# Soal singkat a:
Kembalikan bagian dari kutipan tentang waktu Shubuh tanpa perubahan apa pun, mulai dari kata-kata "Seandainya iqamat baru" dan berhenti setelah "masuk waktu Shubuh.".

# Kutipan pilihan:
Seandainya benar bahwa jadwal waktu Shubuh sekarang ini terlalu cepat 10-20 menit, lantas bagaimana sikap kita ? Apakah tetap ikut shalat berjama’ah di masjid atau tidak ?
Seandainya iqamat baru ditegakkan setelah 10-20 menit, niscaya itu ‘tidak masalah’ sebab shalat Shubuhnya sendiri otomatis dilakukan setelah de facto masuk waktu Shubuh.
Seandainya tidak seperti itu bagaimana ?

# Daftar data:
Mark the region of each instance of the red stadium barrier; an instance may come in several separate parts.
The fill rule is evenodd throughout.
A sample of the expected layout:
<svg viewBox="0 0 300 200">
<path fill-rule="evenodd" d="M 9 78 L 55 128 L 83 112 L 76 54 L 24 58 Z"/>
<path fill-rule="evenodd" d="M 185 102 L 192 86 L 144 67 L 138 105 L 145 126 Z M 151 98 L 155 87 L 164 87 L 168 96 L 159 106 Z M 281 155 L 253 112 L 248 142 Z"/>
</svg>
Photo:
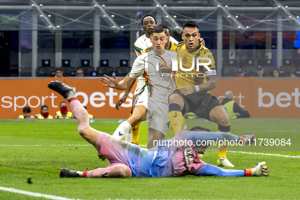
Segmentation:
<svg viewBox="0 0 300 200">
<path fill-rule="evenodd" d="M 47 87 L 51 80 L 60 80 L 76 89 L 78 99 L 94 118 L 127 118 L 131 109 L 132 94 L 119 111 L 115 103 L 123 91 L 102 86 L 99 79 L 49 78 L 32 79 L 1 79 L 0 118 L 15 118 L 29 106 L 31 115 L 40 113 L 41 106 L 49 107 L 54 116 L 59 103 L 65 99 Z M 300 79 L 260 79 L 245 77 L 219 79 L 213 94 L 222 101 L 225 92 L 232 91 L 234 99 L 251 117 L 300 117 Z M 71 110 L 70 107 L 68 110 Z"/>
</svg>

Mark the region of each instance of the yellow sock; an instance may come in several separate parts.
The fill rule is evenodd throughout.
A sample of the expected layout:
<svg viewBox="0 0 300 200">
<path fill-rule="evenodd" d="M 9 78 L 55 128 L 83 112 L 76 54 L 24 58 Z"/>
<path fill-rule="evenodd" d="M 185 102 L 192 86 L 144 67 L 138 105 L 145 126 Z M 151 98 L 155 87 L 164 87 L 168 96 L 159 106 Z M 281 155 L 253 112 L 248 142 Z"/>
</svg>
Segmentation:
<svg viewBox="0 0 300 200">
<path fill-rule="evenodd" d="M 229 124 L 227 126 L 221 126 L 219 125 L 218 128 L 218 131 L 230 133 L 230 124 Z M 225 143 L 225 144 L 224 145 L 221 146 L 220 148 L 219 148 L 219 158 L 220 158 L 222 156 L 226 157 L 226 152 L 227 151 L 227 148 L 228 148 L 228 143 Z"/>
<path fill-rule="evenodd" d="M 139 136 L 140 135 L 140 125 L 141 122 L 139 123 L 135 126 L 131 128 L 131 132 L 132 134 L 132 142 L 134 143 L 139 144 Z"/>
<path fill-rule="evenodd" d="M 184 125 L 184 123 L 182 124 L 182 113 L 181 111 L 173 111 L 169 113 L 169 119 L 173 128 L 175 135 L 177 134 L 180 130 L 183 130 L 182 128 Z"/>
<path fill-rule="evenodd" d="M 181 130 L 184 130 L 184 116 L 182 116 L 182 126 L 181 126 Z"/>
</svg>

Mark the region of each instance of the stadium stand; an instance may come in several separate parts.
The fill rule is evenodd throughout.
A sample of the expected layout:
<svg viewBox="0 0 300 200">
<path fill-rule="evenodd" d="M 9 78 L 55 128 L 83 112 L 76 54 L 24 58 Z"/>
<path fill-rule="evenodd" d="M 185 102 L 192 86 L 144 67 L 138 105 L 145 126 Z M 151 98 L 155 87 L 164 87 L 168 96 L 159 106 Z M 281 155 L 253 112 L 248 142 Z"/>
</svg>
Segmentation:
<svg viewBox="0 0 300 200">
<path fill-rule="evenodd" d="M 51 77 L 55 70 L 53 66 L 40 66 L 38 68 L 37 75 L 39 77 Z"/>
</svg>

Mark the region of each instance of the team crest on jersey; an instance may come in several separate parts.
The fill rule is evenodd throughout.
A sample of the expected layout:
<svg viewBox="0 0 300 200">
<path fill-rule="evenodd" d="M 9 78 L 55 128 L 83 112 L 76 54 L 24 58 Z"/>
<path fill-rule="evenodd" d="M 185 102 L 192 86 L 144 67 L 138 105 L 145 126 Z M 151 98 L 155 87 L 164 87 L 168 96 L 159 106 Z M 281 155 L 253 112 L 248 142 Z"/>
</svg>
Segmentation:
<svg viewBox="0 0 300 200">
<path fill-rule="evenodd" d="M 194 154 L 193 154 L 193 149 L 191 147 L 188 147 L 184 149 L 183 151 L 184 158 L 186 165 L 189 165 L 193 163 L 194 161 Z"/>
<path fill-rule="evenodd" d="M 182 63 L 183 64 L 186 64 L 187 63 L 187 58 L 186 56 L 183 56 L 183 58 L 182 59 Z"/>
</svg>

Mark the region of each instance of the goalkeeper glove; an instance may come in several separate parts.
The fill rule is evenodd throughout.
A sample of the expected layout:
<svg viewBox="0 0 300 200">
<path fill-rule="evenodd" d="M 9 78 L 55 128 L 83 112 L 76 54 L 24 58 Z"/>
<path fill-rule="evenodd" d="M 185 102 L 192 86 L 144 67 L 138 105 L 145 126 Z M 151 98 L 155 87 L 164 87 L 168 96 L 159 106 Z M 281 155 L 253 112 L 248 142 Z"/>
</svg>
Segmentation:
<svg viewBox="0 0 300 200">
<path fill-rule="evenodd" d="M 259 162 L 254 168 L 245 170 L 245 176 L 268 176 L 269 170 L 265 164 L 265 162 Z"/>
</svg>

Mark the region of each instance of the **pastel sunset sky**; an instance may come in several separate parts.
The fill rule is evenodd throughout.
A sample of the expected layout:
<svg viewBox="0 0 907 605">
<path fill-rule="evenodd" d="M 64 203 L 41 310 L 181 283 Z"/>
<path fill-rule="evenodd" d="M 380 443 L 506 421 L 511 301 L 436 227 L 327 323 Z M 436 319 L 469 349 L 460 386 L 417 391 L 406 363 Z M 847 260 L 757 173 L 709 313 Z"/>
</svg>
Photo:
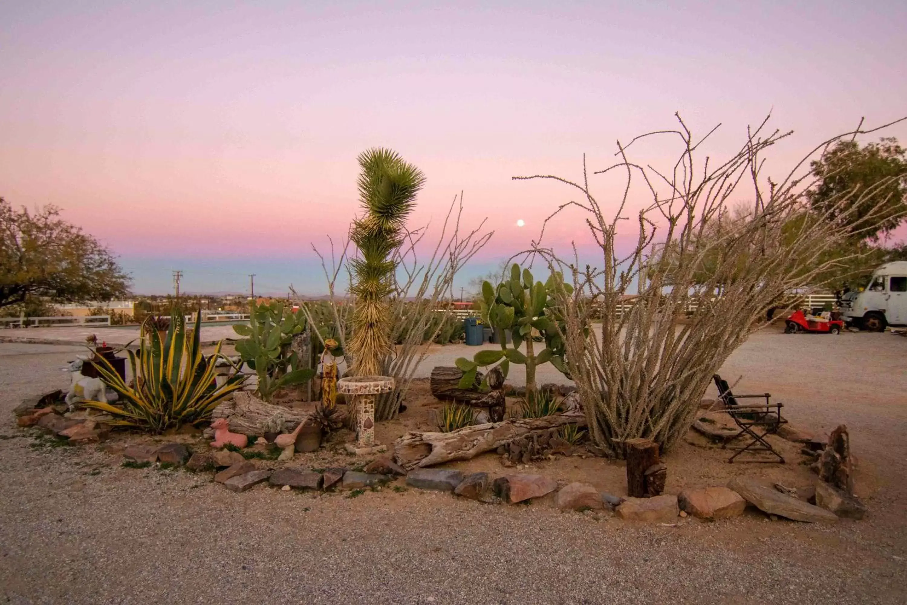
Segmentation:
<svg viewBox="0 0 907 605">
<path fill-rule="evenodd" d="M 458 289 L 570 199 L 512 176 L 580 178 L 583 153 L 602 168 L 675 112 L 723 124 L 717 157 L 771 112 L 795 131 L 779 171 L 862 116 L 907 115 L 905 24 L 903 0 L 6 2 L 0 195 L 63 208 L 139 293 L 182 269 L 192 292 L 245 292 L 256 273 L 258 291 L 320 294 L 309 244 L 346 234 L 356 155 L 390 147 L 427 177 L 414 226 L 463 190 L 467 226 L 495 231 Z M 903 143 L 907 125 L 885 134 Z M 600 200 L 619 192 L 602 181 Z M 548 241 L 582 231 L 565 215 Z"/>
</svg>

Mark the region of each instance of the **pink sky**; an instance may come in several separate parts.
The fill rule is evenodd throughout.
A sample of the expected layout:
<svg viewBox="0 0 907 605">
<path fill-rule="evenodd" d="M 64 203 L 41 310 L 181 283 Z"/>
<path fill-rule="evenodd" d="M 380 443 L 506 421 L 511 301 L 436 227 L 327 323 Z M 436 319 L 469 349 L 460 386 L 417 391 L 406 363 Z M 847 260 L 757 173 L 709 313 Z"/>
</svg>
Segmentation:
<svg viewBox="0 0 907 605">
<path fill-rule="evenodd" d="M 772 111 L 796 131 L 779 167 L 861 116 L 907 114 L 903 2 L 83 4 L 0 9 L 0 195 L 63 207 L 140 292 L 171 268 L 190 290 L 255 272 L 322 291 L 308 242 L 346 233 L 369 146 L 425 172 L 414 224 L 461 190 L 488 217 L 465 284 L 567 197 L 511 176 L 579 177 L 583 152 L 603 167 L 675 111 L 723 122 L 717 156 Z M 552 241 L 580 229 L 565 218 Z"/>
</svg>

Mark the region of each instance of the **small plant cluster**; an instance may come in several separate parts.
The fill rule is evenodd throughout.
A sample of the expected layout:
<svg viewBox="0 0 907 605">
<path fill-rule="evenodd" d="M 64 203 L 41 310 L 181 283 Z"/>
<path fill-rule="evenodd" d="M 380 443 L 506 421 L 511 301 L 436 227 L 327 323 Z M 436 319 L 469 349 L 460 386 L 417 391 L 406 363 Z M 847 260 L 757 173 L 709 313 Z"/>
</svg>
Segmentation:
<svg viewBox="0 0 907 605">
<path fill-rule="evenodd" d="M 475 421 L 475 408 L 456 402 L 444 404 L 438 414 L 438 430 L 450 433 L 464 426 L 469 426 Z"/>
</svg>

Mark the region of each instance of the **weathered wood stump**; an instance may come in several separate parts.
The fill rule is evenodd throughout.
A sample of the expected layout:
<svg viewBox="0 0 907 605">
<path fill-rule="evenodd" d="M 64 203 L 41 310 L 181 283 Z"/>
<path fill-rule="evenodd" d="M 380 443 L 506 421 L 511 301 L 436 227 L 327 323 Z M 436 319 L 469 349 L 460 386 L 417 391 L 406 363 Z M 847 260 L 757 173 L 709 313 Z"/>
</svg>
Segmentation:
<svg viewBox="0 0 907 605">
<path fill-rule="evenodd" d="M 237 391 L 211 413 L 211 421 L 227 418 L 229 429 L 242 434 L 293 431 L 308 418 L 308 414 L 282 405 L 266 404 L 249 391 Z"/>
<path fill-rule="evenodd" d="M 658 493 L 650 493 L 646 482 L 646 472 L 660 464 L 658 458 L 658 444 L 651 439 L 629 439 L 624 442 L 627 448 L 627 493 L 632 498 L 649 498 Z M 656 482 L 660 482 L 661 489 L 664 489 L 664 481 L 667 478 L 668 469 L 653 469 L 653 473 L 660 473 L 659 476 L 653 476 L 653 491 L 658 489 Z"/>
<path fill-rule="evenodd" d="M 471 389 L 460 388 L 460 379 L 463 371 L 459 367 L 438 366 L 432 369 L 429 385 L 432 395 L 442 401 L 456 400 L 460 403 L 473 403 L 483 399 L 486 394 L 479 391 L 482 384 L 482 372 L 475 373 L 475 385 Z"/>
<path fill-rule="evenodd" d="M 469 460 L 506 445 L 514 439 L 541 434 L 563 424 L 585 426 L 585 418 L 556 415 L 543 418 L 510 418 L 473 424 L 450 433 L 407 433 L 396 440 L 394 457 L 406 469 Z"/>
</svg>

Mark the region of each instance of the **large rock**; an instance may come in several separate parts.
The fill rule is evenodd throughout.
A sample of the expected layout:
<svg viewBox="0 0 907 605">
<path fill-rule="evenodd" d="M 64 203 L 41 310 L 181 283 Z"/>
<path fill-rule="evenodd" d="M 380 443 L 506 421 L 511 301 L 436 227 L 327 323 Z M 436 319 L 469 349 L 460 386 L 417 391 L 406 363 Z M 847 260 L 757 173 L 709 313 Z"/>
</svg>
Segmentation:
<svg viewBox="0 0 907 605">
<path fill-rule="evenodd" d="M 366 473 L 378 474 L 393 474 L 402 477 L 406 474 L 406 469 L 391 460 L 390 456 L 380 456 L 363 469 Z"/>
<path fill-rule="evenodd" d="M 317 490 L 321 487 L 321 473 L 304 468 L 282 468 L 271 473 L 271 485 L 289 485 L 299 490 Z"/>
<path fill-rule="evenodd" d="M 454 489 L 454 493 L 483 503 L 500 502 L 494 495 L 494 482 L 487 473 L 473 473 L 468 475 Z"/>
<path fill-rule="evenodd" d="M 239 477 L 240 474 L 246 474 L 247 473 L 251 473 L 255 470 L 255 464 L 249 462 L 248 460 L 243 460 L 241 463 L 237 463 L 228 469 L 224 469 L 214 475 L 214 481 L 219 483 L 226 483 L 228 481 L 233 477 Z"/>
<path fill-rule="evenodd" d="M 63 429 L 58 434 L 61 437 L 68 437 L 73 444 L 96 444 L 106 439 L 110 432 L 99 428 L 97 423 L 87 420 Z"/>
<path fill-rule="evenodd" d="M 494 481 L 494 491 L 511 504 L 541 498 L 557 488 L 558 482 L 541 474 L 508 474 Z"/>
<path fill-rule="evenodd" d="M 815 505 L 845 519 L 863 519 L 866 514 L 866 505 L 855 496 L 824 481 L 815 483 Z"/>
<path fill-rule="evenodd" d="M 601 494 L 589 483 L 574 483 L 558 492 L 557 506 L 561 511 L 598 511 L 605 507 Z"/>
<path fill-rule="evenodd" d="M 358 471 L 346 471 L 343 475 L 341 485 L 345 490 L 356 490 L 363 487 L 373 487 L 386 483 L 391 477 L 386 474 L 375 474 L 374 473 L 359 473 Z"/>
<path fill-rule="evenodd" d="M 151 445 L 130 445 L 122 451 L 124 458 L 137 463 L 151 463 L 158 461 L 158 449 Z"/>
<path fill-rule="evenodd" d="M 617 513 L 624 521 L 673 523 L 679 513 L 678 497 L 664 494 L 654 498 L 627 498 L 618 506 Z"/>
<path fill-rule="evenodd" d="M 214 468 L 214 458 L 207 452 L 198 452 L 189 458 L 186 468 L 190 471 L 210 471 Z"/>
<path fill-rule="evenodd" d="M 727 487 L 684 490 L 678 495 L 680 510 L 699 519 L 728 519 L 743 514 L 746 501 Z"/>
<path fill-rule="evenodd" d="M 164 444 L 158 448 L 158 461 L 180 466 L 189 460 L 189 448 L 182 444 Z"/>
<path fill-rule="evenodd" d="M 463 483 L 462 471 L 452 471 L 444 468 L 420 468 L 410 471 L 406 475 L 406 484 L 418 487 L 421 490 L 437 490 L 439 492 L 453 492 Z"/>
<path fill-rule="evenodd" d="M 834 522 L 838 520 L 834 513 L 813 506 L 786 493 L 764 485 L 749 477 L 731 479 L 727 487 L 734 490 L 749 503 L 769 514 L 776 514 L 785 519 L 802 521 L 807 523 Z"/>
<path fill-rule="evenodd" d="M 245 474 L 238 474 L 224 482 L 224 487 L 230 492 L 245 492 L 268 479 L 270 474 L 270 471 L 251 471 Z"/>
<path fill-rule="evenodd" d="M 211 454 L 211 459 L 214 461 L 214 465 L 219 468 L 232 466 L 245 460 L 239 452 L 230 452 L 229 450 L 218 450 Z"/>
<path fill-rule="evenodd" d="M 339 466 L 332 466 L 331 468 L 325 469 L 322 476 L 321 488 L 324 490 L 329 490 L 334 488 L 340 480 L 343 479 L 344 474 L 346 473 L 346 469 L 341 468 Z"/>
</svg>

# Soal singkat b:
Tolong ubah ukuran jawaban di daftar data: mulai dari baris yang memuat "Mark the region of each instance of the yellow" dan berhenti setelah baris yang memuat "229 124 L 227", tulis ulang semua baris itu, termasuk yang bukan jawaban. Setiap angka di dalam jawaban, seperti koordinat, dikalikan 1,95 lalu dibulatkan ke bilangan bulat (setengah dibulatkan ke atas), dan baris di luar rentang itu tidak disertakan.

# Keluaran a:
Seandainya iqamat baru ditegakkan setelah 10-20 menit, niscaya itu ‘tidak masalah’ sebab shalat Shubuhnya sendiri otomatis dilakukan setelah de facto masuk waktu Shubuh.

# Keluaran b:
Mark the region of each instance of the yellow sock; an instance may come in several separate parts.
The fill rule is evenodd throughout.
A sample of the expected layout:
<svg viewBox="0 0 300 200">
<path fill-rule="evenodd" d="M 9 78 L 55 128 L 83 112 L 76 54 L 24 58 Z"/>
<path fill-rule="evenodd" d="M 185 102 L 192 86 L 144 67 L 138 105 L 145 126 Z M 151 98 L 155 87 L 164 87 L 168 96 L 159 106 Z M 281 155 L 253 112 L 248 142 Z"/>
</svg>
Segmentation:
<svg viewBox="0 0 585 390">
<path fill-rule="evenodd" d="M 447 242 L 443 246 L 431 246 L 427 244 L 425 250 L 425 255 L 449 259 L 449 242 Z M 439 279 L 439 281 L 437 283 L 431 285 L 429 289 L 427 289 L 427 308 L 429 308 L 433 304 L 441 306 L 441 296 L 443 294 L 443 289 L 445 289 L 445 279 Z"/>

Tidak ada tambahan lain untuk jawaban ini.